- _GIVEN RECORDS_:
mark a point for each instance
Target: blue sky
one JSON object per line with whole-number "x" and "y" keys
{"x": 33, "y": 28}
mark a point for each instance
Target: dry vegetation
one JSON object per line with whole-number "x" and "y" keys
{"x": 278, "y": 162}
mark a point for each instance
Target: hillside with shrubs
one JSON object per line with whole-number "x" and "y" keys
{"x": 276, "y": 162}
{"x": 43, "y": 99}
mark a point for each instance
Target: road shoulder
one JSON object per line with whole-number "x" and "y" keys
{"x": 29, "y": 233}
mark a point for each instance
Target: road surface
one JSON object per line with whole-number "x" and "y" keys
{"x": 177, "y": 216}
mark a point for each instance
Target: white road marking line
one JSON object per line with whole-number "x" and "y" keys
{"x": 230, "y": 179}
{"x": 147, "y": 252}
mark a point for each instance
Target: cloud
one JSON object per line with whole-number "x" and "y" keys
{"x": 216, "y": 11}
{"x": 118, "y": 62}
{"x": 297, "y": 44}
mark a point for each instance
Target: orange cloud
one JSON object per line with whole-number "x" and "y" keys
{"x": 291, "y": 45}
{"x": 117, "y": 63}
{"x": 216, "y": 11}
* * *
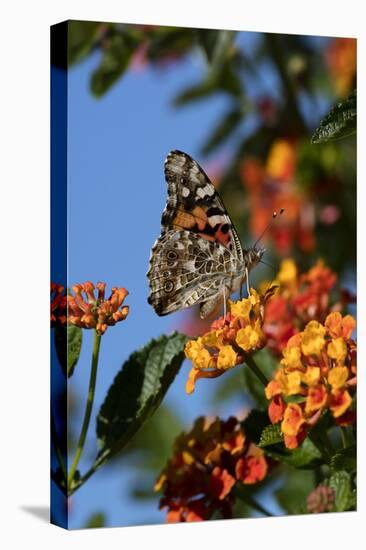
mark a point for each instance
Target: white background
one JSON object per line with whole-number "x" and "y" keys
--
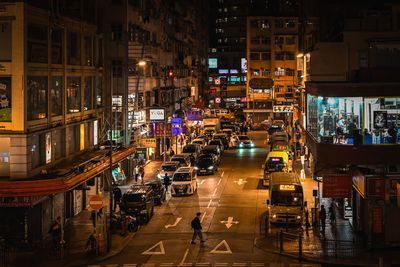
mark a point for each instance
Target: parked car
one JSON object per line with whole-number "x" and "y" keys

- _AIM OF THE EXERCISE_:
Lines of the data above that include the string "Target" must each be copied.

- _RESPONSE_:
Target: blue sky
Target: dry vegetation
Target: hillside with shrubs
Target: road shoulder
Target: road surface
Target: white road marking line
Target: cloud
Target: orange cloud
Target: white background
Target: parked car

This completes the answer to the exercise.